┌──

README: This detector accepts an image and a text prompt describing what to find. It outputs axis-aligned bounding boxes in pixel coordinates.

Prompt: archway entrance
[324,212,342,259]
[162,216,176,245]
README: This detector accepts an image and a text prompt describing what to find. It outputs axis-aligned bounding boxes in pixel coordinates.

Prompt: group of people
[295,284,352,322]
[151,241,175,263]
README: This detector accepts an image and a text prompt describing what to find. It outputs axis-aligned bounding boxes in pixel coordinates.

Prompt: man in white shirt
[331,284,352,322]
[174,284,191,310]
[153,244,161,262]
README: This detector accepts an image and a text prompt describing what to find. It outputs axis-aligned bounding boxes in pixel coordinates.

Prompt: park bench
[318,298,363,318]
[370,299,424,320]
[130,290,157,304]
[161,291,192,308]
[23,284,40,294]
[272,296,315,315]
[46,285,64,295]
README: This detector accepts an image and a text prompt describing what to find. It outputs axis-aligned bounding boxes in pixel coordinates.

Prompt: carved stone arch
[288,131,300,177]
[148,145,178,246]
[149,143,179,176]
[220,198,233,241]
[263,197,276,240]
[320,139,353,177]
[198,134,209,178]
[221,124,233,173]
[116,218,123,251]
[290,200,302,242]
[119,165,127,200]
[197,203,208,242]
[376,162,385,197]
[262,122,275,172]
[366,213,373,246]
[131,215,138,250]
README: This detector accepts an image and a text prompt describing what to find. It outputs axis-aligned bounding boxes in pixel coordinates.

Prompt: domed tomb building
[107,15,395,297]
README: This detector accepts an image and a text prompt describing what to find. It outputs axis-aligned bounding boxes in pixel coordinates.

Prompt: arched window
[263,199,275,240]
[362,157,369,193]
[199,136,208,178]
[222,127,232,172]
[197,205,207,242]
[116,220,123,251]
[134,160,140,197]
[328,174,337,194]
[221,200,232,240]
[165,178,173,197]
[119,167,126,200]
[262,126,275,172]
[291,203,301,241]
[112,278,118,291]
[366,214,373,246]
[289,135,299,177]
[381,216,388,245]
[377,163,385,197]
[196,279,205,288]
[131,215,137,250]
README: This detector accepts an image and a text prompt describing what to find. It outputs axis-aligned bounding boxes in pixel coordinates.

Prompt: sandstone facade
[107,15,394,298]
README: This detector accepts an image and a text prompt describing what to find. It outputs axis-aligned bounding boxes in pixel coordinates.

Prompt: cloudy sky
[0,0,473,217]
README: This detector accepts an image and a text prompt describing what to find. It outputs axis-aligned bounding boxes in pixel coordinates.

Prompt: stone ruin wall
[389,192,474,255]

└──

- _Work request_:
Output the entries exactly. Leave nothing out.

- _Output of the task_:
README: This detector accepts an image and a text prompt describing what to find. It outputs axis-aligned bounding boxes in pixel coordinates.

Prompt: archway entrance
[324,212,342,259]
[162,216,176,245]
README: This detector accepts an image and a text prompt describing what to find. It outputs axis-aligned bounding boxes in pixel coordinates.

Prompt: group of people
[295,284,352,322]
[151,241,175,263]
README: This detector accepts an image and a text prompt describing what to find. It outputs axis-aligned bounding boxes in pixel coordinates.

Prompt: man in white shirt
[331,284,352,322]
[174,284,191,310]
[153,244,161,262]
README: This detector accepts an image and a text prompt describing what to find. It outputs axis-aligned bounding boxes in pixel coordinates.

Prompt: park bench
[318,298,363,318]
[370,299,424,320]
[130,290,157,304]
[161,291,192,308]
[23,284,40,294]
[272,296,315,315]
[46,285,64,295]
README: This detector accepts an image and a text prompt describing what to find. It outputs axis-aligned bounding boxes in pixel coordinates.

Prompt: carved stone arch
[288,131,300,177]
[148,145,178,246]
[149,143,179,176]
[220,198,233,241]
[263,197,276,240]
[320,139,353,177]
[198,134,209,178]
[221,124,233,173]
[116,218,123,251]
[290,200,302,242]
[119,165,127,200]
[197,203,208,242]
[376,162,385,197]
[262,122,275,172]
[366,213,373,246]
[131,215,138,250]
README: This detector accepts an image and a text prompt describing what to find. It outputs axis-aligned bounding boxes in pixel coordinates.

Prompt: domed tomb building
[107,15,395,297]
README: This detector accepts an image and a text prompt describing what to find. It outputs axis-aligned bounding boxes in pixel coordinates.

Prompt: arched window
[263,199,275,240]
[362,157,369,193]
[199,136,208,178]
[222,127,232,172]
[197,205,207,242]
[116,220,123,251]
[134,160,140,197]
[328,174,337,194]
[221,200,232,240]
[165,178,173,197]
[119,167,126,200]
[262,126,275,172]
[291,203,301,241]
[112,278,118,291]
[366,214,373,246]
[289,135,299,177]
[381,216,388,245]
[377,163,385,197]
[196,279,205,288]
[131,215,137,250]
README: This detector accepts an image and a text prompt describing what to find. It outputs axis-aligned bounding boxes in pixel coordinates.

Prompt: sandstone facade
[107,15,394,298]
README: This detector accepts an image and a text prompt describing what to find. It outputs axis-aligned bounding boxes in pixel coordinates.

Prompt: cloudy sky
[0,0,473,217]
README: This detector accepts an image and a text prompt describing what to find. It outputs axis-aligned bounding boxes in pixel coordinates.

Prompt: stone ruin wall
[389,192,474,255]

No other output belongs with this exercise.